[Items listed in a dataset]
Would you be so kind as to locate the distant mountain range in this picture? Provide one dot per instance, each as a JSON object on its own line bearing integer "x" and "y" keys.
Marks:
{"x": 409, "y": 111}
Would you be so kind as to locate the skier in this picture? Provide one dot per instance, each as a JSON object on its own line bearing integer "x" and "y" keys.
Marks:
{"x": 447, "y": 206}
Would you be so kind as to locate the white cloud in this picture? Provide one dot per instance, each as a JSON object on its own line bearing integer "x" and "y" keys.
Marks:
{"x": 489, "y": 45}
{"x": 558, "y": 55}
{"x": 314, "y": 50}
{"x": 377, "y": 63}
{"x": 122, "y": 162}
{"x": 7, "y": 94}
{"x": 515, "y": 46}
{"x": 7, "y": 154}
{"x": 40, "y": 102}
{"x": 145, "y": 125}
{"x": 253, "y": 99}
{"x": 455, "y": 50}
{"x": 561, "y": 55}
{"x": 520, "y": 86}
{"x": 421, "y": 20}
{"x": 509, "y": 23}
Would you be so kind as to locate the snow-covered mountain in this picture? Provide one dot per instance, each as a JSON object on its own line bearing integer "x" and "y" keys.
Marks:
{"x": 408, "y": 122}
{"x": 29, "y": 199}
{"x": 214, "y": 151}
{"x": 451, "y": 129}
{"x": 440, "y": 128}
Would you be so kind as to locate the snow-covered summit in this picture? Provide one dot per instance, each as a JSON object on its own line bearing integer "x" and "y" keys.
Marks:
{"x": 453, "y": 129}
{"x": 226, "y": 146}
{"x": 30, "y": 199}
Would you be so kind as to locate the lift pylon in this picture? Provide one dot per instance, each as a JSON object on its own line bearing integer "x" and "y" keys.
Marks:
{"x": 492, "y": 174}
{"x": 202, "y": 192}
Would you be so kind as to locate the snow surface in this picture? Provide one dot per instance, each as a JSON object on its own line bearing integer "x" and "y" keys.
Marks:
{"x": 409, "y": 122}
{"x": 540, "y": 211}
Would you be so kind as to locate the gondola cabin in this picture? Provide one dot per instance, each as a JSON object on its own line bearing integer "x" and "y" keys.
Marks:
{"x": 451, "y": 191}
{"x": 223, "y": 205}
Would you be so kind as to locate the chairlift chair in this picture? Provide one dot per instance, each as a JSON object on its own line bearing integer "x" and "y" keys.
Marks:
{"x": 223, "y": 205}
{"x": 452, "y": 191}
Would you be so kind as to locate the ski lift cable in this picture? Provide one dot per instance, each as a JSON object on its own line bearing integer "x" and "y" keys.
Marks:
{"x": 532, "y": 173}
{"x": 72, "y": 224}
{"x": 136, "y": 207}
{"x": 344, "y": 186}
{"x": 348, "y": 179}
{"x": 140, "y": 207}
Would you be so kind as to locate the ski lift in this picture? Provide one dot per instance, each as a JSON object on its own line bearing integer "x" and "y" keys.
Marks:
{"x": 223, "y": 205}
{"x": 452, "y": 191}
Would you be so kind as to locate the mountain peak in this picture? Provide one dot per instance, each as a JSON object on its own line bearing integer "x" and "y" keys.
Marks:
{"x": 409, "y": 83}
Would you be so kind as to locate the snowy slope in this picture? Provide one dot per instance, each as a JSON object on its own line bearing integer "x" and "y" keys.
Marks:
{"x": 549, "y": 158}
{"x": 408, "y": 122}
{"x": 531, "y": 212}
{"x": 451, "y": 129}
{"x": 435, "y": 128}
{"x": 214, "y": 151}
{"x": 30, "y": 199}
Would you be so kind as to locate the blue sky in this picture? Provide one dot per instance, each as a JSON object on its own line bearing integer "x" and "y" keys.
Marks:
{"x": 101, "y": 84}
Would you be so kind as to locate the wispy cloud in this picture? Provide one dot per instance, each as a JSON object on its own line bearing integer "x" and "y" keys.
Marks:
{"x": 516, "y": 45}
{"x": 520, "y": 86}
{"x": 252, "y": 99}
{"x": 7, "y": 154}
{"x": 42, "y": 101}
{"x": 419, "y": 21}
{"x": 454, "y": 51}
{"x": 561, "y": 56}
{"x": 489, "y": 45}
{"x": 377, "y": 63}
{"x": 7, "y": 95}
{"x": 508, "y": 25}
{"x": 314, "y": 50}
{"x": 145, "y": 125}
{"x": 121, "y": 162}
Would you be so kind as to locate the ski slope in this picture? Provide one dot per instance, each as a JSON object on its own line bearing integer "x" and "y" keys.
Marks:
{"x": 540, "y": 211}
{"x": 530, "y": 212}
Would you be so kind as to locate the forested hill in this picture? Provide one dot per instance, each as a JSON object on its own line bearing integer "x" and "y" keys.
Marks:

- TASK INSTRUCTIONS
Return only the lines running from the line with "Would you be so kind as to locate the wispy" to the last line of the records, both included, exactly as written.

- TASK SOLUTION
Would you be so kind as to locate the wispy cloud in this picture? Provide one dot per instance, each as a JSON object on its own line bearing integer "x" and "y" keys.
Marks:
{"x": 516, "y": 45}
{"x": 520, "y": 86}
{"x": 252, "y": 99}
{"x": 7, "y": 154}
{"x": 42, "y": 101}
{"x": 419, "y": 21}
{"x": 454, "y": 51}
{"x": 561, "y": 56}
{"x": 489, "y": 45}
{"x": 377, "y": 63}
{"x": 7, "y": 95}
{"x": 508, "y": 25}
{"x": 314, "y": 50}
{"x": 145, "y": 125}
{"x": 121, "y": 162}
Would you be so kind as to locate the ski slope in this picture? Provide one dot per instance, each as a JSON object on its own line bearing integer "x" and "y" keys.
Marks:
{"x": 540, "y": 211}
{"x": 530, "y": 212}
Would you be so kind as to locate the forested hill in this picture? Provide one dot per instance, each as a JSON object on its own line bearing integer "x" and "y" keys.
Marks:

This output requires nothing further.